╭─ Text segment

StreamingAudioFileDataset

data.dataset.StreamingAudioFileDataset(
    metadata,
    processor,
    audio_dir='data',
    sample_rate=16000,
    chunk_size=30,
    alignment_strategy='chunk',
)

Streaming version of AudioFileDataset that reads audio chunks on-demand.

Instead of loading entire audio files and chunking in memory, this dataset returns a StreamingAudioSliceDataset that lazily loads each chunk via ffmpeg.

Parameters

Name Type Description Default
metadata JSONMetadataDataset or list[AudioMetadata] or AudioMetadata Metadata source. required
processor transformers.Wav2Vec2Processor or transformers.WhisperProcessor Processor for feature extraction. required
audio_dir str Base directory for audio files. 'data'
sample_rate int Target sample rate for resampling. 16000
chunk_size int Maximum chunk size in seconds (for speech-based chunking). 30
alignment_strategy str ‘speech’ or ‘chunk’ - determines how chunks are defined. 'chunk'

Examples

import torch
from pathlib import Path
from transformers import WhisperProcessor
from easyaligner.data.collators import audiofile_collate_fn
from easyaligner.data.dataset import JSONMetadataDataset
from easytranscriber.data import StreamingAudioFileDataset

AUDIO_DIR = "data/en"
json_paths = [p.name for p in Path("output/vad").glob("*.json")]

processor = WhisperProcessor.from_pretrained(
    "distil-whisper/distil-large-v3.5", cache_dir="models"
)

json_dataset = JSONMetadataDataset(
    json_paths=[str(Path("output/vad") / p) for p in json_paths]
)

file_dataset = StreamingAudioFileDataset(
    metadata=json_dataset,
    processor=processor,
    audio_dir=AUDIO_DIR,
    sample_rate=16000,
    chunk_size=30,
    alignment_strategy="chunk",
)

file_dataloader = torch.utils.data.DataLoader(
    file_dataset,
    batch_size=1,
    shuffle=False,
    collate_fn=audiofile_collate_fn,
    num_workers=2,
    prefetch_factor=2,
)

╰─

Brief 1: Reproduce the part of the StreamingAudioFileDataset docs starting with "Instead of loading" and going on through "chunk via ffmpeg.".

╭─ Source material

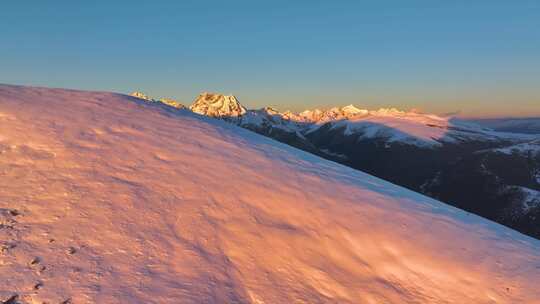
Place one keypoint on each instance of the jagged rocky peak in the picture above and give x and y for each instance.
(217, 105)
(141, 96)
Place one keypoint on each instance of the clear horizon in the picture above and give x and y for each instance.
(478, 59)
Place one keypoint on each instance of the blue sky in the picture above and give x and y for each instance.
(481, 58)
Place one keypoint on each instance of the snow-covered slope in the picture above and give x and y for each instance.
(107, 199)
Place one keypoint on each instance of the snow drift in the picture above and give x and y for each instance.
(108, 199)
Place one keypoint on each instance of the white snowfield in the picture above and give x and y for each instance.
(107, 199)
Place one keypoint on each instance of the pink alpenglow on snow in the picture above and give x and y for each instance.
(107, 199)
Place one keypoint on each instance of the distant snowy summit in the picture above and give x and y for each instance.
(388, 124)
(167, 101)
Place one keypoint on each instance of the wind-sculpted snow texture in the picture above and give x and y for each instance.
(108, 199)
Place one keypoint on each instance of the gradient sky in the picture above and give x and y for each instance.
(478, 58)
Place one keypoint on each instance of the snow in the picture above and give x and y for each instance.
(109, 199)
(528, 148)
(530, 200)
(217, 105)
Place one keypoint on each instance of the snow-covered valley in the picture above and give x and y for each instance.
(105, 198)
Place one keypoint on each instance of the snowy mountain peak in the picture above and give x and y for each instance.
(166, 101)
(350, 109)
(217, 105)
(141, 95)
(128, 204)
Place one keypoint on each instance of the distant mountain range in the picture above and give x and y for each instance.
(481, 170)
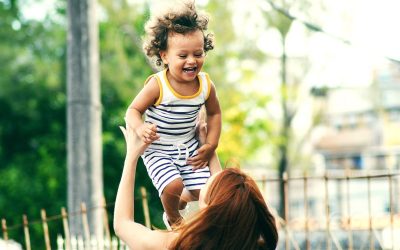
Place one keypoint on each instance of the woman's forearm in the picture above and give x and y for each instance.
(124, 203)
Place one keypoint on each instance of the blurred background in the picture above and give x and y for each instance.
(305, 86)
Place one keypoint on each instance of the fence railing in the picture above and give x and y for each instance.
(315, 221)
(71, 242)
(340, 229)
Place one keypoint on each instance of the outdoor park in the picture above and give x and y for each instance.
(309, 93)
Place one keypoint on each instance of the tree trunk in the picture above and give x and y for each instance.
(283, 148)
(84, 145)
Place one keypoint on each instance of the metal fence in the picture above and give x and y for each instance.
(350, 210)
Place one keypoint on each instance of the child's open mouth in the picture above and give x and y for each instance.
(190, 69)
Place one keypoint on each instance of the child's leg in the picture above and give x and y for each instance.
(214, 164)
(170, 200)
(187, 196)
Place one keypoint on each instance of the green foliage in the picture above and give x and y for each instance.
(33, 105)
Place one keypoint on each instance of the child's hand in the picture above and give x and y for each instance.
(147, 133)
(203, 156)
(201, 132)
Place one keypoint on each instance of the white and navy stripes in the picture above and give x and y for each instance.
(175, 117)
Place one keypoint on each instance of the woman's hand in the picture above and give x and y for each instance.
(134, 145)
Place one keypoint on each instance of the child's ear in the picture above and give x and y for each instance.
(163, 55)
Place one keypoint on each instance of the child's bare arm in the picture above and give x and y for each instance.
(206, 151)
(146, 97)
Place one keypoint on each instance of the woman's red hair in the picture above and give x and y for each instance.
(236, 217)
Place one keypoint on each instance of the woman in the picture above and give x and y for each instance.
(233, 213)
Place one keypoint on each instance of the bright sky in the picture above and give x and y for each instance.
(371, 26)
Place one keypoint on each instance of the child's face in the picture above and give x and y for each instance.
(184, 55)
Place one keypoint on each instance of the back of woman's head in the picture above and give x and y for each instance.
(236, 217)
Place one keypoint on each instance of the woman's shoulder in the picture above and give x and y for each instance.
(160, 240)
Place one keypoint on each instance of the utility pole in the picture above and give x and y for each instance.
(84, 144)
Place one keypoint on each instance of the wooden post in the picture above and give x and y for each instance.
(45, 230)
(307, 229)
(145, 205)
(349, 230)
(391, 207)
(4, 229)
(26, 232)
(286, 209)
(67, 235)
(105, 218)
(327, 213)
(371, 239)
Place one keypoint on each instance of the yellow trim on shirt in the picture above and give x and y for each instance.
(159, 85)
(179, 95)
(209, 85)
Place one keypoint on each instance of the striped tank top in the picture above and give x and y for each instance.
(176, 116)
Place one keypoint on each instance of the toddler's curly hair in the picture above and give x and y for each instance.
(183, 21)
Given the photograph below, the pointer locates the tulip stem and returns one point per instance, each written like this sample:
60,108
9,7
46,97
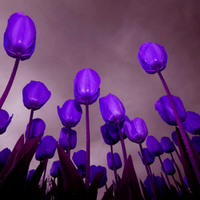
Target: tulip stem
148,172
87,172
68,148
122,143
113,161
10,82
29,125
182,131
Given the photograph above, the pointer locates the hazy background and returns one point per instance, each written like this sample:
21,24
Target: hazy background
104,35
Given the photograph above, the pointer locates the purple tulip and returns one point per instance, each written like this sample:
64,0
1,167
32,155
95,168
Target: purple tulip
37,127
192,123
152,57
54,168
148,157
167,145
164,108
4,120
70,113
117,161
94,170
112,109
136,130
46,148
154,146
79,159
63,139
169,166
20,36
35,95
86,86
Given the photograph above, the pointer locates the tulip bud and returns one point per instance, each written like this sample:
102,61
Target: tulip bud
152,57
20,36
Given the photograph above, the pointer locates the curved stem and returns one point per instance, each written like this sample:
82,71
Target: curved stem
29,125
122,143
10,82
182,131
87,173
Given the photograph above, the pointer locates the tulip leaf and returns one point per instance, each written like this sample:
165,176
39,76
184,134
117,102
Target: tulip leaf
73,185
95,185
12,156
129,183
187,166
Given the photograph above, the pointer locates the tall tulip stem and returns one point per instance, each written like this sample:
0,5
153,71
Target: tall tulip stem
10,82
148,173
87,173
29,125
182,131
122,143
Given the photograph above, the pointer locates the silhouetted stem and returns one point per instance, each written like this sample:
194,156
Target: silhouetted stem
148,172
182,131
87,172
10,82
164,171
69,135
114,169
29,125
122,143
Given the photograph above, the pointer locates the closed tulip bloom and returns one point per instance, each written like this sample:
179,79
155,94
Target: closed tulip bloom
37,127
136,130
94,170
154,146
192,123
148,157
112,109
117,161
70,113
54,168
167,145
35,95
4,120
169,166
46,148
164,108
86,86
20,36
63,139
79,159
152,57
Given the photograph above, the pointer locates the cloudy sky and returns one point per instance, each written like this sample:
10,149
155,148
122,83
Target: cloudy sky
105,36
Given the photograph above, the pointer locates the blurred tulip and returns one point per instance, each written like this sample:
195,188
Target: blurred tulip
169,166
167,145
20,36
70,113
112,109
63,139
192,123
152,57
35,95
164,108
4,120
37,127
148,157
54,168
94,170
154,146
117,161
86,86
79,159
136,130
46,148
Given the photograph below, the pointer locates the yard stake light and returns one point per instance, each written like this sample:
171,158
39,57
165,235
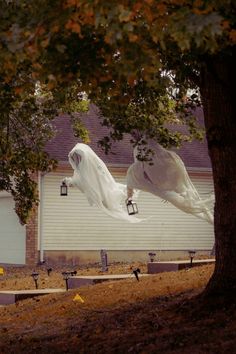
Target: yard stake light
49,270
63,189
35,276
66,276
131,207
136,273
191,255
152,256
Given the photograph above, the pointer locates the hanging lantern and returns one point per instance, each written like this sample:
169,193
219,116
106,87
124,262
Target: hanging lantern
131,207
63,189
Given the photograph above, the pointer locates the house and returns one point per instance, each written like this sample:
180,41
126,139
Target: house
68,230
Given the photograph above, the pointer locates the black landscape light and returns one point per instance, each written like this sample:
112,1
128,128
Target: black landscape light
49,270
136,273
64,189
66,276
152,256
35,276
191,255
131,207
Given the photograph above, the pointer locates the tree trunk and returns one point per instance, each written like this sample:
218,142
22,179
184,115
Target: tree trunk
218,78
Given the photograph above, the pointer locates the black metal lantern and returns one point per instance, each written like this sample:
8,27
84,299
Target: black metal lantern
131,207
63,189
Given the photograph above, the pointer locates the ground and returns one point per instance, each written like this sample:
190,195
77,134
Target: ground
158,314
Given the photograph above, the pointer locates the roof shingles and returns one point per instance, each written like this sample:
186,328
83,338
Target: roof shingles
194,154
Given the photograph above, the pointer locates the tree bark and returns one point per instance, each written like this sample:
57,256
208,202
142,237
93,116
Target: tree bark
218,77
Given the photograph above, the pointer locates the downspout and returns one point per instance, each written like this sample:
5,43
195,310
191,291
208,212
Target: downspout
41,201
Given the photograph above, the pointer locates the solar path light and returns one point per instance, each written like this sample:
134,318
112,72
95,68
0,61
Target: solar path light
191,255
152,256
64,189
35,276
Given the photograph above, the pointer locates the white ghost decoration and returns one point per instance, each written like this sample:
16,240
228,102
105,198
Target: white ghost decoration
168,179
92,177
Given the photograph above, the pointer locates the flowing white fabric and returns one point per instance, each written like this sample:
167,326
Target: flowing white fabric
92,177
168,179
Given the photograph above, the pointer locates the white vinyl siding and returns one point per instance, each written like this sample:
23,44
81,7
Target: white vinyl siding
70,223
12,233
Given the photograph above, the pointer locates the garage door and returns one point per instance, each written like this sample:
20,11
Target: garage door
12,233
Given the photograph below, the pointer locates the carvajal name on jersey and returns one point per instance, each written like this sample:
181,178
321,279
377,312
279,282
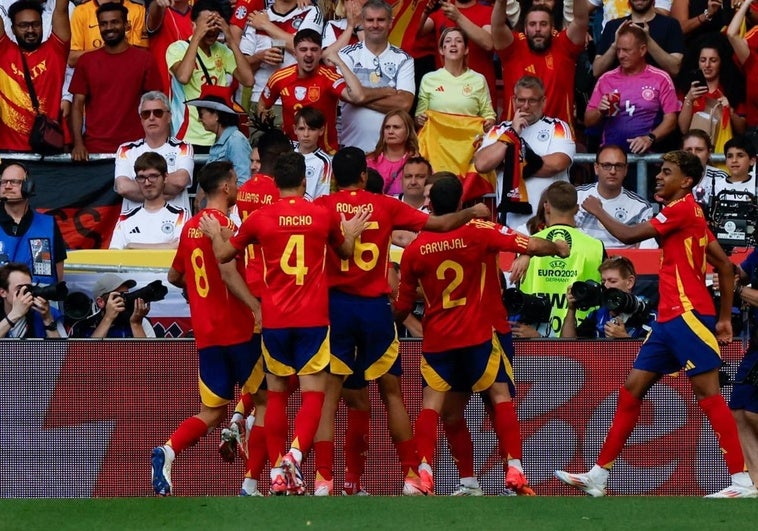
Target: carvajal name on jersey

╰─

Brief 2: Extract every line of the records that contains the string "roof", treating uppercase and lowercase as different.

Task output 1:
Instead of loading entire audio files and chunking in memory, this dataset returns a StreamingAudioSliceDataset that lazily loads each chunk via ffmpeg.

Task output 2:
Given the photograph above, the pointer locates the roof shingles and returns one point per instance, each written like this sample:
Target: roof shingles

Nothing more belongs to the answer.